■ Exercise instructions
Starting with the line that contains "point: the rocky" and ending with the final line of the data below, print those lines exactly and nothing else.
*** Begin section ***
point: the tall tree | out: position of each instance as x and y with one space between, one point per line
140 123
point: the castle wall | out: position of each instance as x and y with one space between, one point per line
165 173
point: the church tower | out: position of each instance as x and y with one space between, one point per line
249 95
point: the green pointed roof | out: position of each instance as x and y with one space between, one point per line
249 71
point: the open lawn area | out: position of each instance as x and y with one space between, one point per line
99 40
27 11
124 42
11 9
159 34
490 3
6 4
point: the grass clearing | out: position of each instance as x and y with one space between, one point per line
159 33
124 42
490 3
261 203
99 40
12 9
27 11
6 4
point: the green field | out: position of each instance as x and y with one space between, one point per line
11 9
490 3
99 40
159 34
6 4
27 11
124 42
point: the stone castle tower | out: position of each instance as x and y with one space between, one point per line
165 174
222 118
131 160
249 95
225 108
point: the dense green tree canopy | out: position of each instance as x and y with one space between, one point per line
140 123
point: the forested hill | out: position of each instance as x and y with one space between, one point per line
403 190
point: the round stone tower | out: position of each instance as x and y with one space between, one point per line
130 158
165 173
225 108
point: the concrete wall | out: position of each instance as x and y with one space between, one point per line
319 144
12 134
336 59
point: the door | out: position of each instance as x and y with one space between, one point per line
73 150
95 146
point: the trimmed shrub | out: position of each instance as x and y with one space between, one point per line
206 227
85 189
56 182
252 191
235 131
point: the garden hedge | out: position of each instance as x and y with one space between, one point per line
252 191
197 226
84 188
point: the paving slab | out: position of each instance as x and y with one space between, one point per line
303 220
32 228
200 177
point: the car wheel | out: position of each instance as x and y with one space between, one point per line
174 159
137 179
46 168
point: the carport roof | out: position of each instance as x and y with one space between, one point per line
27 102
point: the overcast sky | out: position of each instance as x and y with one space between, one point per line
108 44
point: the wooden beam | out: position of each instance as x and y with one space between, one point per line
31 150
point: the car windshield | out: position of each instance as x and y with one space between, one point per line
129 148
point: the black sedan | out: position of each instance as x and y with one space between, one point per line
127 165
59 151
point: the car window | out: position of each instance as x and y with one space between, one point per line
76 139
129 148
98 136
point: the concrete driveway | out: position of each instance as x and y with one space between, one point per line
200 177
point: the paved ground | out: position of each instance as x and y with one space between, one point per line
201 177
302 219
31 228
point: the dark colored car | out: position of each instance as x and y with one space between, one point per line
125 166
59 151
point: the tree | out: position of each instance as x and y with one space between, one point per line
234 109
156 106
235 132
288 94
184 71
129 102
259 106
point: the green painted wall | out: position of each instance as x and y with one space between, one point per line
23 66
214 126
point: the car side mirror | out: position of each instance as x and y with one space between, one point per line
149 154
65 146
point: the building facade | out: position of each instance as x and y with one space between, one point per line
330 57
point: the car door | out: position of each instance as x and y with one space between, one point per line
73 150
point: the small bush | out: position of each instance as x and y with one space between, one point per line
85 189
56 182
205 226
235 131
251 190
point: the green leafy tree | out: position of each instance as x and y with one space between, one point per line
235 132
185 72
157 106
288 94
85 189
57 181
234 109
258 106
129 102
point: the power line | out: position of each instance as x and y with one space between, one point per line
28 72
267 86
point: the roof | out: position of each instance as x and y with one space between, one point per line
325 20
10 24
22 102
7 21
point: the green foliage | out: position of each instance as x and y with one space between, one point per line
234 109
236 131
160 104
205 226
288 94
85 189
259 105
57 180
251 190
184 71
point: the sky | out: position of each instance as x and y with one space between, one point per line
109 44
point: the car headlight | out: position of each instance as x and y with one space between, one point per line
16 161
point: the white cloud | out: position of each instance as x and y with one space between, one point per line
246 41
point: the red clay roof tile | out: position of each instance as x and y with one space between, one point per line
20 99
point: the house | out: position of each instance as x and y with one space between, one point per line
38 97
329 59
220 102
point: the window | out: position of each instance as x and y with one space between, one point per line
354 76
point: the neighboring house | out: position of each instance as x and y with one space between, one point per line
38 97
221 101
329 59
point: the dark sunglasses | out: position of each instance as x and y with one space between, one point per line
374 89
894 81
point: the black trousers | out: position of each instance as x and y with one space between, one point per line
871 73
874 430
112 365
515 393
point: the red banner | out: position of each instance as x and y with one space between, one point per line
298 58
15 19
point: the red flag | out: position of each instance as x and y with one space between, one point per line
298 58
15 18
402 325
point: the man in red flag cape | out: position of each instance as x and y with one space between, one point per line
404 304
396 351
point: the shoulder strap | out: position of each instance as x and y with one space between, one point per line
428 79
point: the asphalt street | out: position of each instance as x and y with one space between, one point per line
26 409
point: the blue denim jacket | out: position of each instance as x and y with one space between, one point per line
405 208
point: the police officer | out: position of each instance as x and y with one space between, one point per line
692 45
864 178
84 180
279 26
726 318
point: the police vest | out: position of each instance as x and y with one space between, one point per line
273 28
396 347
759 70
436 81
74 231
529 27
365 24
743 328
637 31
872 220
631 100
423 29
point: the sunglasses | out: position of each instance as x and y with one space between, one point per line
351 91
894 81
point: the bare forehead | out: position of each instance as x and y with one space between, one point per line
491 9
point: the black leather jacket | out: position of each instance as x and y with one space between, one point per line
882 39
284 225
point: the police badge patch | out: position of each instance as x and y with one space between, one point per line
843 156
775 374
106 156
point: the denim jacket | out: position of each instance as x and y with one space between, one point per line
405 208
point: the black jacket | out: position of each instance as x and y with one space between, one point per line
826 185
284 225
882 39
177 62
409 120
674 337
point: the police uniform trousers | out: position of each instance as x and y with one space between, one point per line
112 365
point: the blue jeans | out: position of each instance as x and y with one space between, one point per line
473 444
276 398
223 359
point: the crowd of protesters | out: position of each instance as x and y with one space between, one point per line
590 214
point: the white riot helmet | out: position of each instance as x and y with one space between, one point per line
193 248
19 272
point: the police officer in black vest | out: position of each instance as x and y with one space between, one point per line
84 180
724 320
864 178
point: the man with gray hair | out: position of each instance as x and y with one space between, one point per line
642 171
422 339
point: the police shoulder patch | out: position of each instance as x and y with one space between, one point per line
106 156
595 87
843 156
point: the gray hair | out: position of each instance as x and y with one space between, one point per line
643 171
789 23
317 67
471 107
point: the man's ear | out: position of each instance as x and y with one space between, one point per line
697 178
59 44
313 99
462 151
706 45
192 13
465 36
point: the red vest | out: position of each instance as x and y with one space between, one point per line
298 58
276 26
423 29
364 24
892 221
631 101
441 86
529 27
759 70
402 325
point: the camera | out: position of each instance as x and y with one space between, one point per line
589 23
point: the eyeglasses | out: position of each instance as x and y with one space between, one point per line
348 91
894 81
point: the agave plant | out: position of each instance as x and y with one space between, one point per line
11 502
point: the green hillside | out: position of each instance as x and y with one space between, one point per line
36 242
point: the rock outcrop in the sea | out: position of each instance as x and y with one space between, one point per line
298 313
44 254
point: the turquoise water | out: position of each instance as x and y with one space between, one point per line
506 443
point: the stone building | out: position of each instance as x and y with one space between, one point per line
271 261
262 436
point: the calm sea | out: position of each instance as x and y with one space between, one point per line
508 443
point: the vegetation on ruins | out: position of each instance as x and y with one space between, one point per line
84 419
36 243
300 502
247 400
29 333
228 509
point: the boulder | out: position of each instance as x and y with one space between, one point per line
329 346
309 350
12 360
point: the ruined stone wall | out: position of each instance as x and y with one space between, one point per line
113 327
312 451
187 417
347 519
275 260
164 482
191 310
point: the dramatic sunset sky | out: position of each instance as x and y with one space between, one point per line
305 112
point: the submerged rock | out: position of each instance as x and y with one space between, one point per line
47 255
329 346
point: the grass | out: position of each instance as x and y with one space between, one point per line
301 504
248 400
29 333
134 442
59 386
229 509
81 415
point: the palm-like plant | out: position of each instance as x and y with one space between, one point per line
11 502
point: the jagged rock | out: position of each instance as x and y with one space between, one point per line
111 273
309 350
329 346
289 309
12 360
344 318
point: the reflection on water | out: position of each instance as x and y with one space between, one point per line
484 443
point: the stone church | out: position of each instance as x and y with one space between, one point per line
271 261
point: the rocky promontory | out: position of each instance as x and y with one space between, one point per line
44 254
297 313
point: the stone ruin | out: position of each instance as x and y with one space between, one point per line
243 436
*** End section ***
■ Answer section
point: the rocky promontory | out: position of each instance as x and y with one space between, one point per line
44 254
297 313
point: the stone ruin | out: position of each instance as x and y with one space between, one point per line
243 436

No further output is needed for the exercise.